▶ EXERCISE DIRECTIONS
In the listing below, convert the lines from the one containing "Where can the overlapping" through the one containing "<point>473,602</point>", both included, into a JSON list of strings with one string per line, leaving out blank lines. Convert only those lines.

▶ RECORDS SUPPLIED

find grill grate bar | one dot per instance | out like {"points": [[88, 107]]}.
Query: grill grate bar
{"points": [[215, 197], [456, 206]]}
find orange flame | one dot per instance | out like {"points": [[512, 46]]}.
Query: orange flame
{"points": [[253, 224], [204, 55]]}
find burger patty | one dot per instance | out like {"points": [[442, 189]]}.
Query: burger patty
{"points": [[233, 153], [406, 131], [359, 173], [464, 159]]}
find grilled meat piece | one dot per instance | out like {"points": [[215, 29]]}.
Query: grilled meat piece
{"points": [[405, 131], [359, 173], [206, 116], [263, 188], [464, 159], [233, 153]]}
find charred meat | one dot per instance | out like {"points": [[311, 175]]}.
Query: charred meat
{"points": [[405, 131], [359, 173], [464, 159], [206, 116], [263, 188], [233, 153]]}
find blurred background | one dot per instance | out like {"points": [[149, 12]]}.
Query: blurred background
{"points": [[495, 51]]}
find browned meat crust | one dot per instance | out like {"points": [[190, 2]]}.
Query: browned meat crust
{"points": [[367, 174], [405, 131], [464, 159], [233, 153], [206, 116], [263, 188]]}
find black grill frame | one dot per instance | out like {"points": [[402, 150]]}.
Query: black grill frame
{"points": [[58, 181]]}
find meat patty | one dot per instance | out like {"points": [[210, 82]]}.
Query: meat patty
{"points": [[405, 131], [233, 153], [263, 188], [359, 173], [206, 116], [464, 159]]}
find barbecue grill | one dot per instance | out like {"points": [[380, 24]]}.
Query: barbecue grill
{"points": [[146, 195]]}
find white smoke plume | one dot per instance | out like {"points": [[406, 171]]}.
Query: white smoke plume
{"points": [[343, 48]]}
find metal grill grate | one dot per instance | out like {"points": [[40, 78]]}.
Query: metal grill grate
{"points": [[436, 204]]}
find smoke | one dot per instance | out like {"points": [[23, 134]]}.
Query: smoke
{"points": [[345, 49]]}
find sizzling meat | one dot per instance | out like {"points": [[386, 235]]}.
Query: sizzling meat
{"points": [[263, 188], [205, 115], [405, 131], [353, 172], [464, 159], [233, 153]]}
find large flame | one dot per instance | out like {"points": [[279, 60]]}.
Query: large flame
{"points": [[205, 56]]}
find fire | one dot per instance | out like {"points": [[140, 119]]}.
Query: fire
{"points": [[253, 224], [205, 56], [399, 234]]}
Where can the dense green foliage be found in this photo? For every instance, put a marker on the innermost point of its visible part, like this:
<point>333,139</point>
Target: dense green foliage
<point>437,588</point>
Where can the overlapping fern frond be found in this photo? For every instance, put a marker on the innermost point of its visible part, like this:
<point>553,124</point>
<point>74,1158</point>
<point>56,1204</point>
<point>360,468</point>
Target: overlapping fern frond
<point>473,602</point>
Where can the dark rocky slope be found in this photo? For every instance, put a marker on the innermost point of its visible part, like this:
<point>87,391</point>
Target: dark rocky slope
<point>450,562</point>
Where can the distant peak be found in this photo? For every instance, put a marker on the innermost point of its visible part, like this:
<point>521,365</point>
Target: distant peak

▶ FINAL RESULT
[
  "Where can the overlapping fern frond be found in this photo? For every instance, put a marker on the innermost point of its visible part, like this:",
  "<point>553,124</point>",
  "<point>74,1158</point>",
  "<point>56,1204</point>",
  "<point>360,468</point>",
  "Target: overlapping fern frond",
  "<point>473,602</point>"
]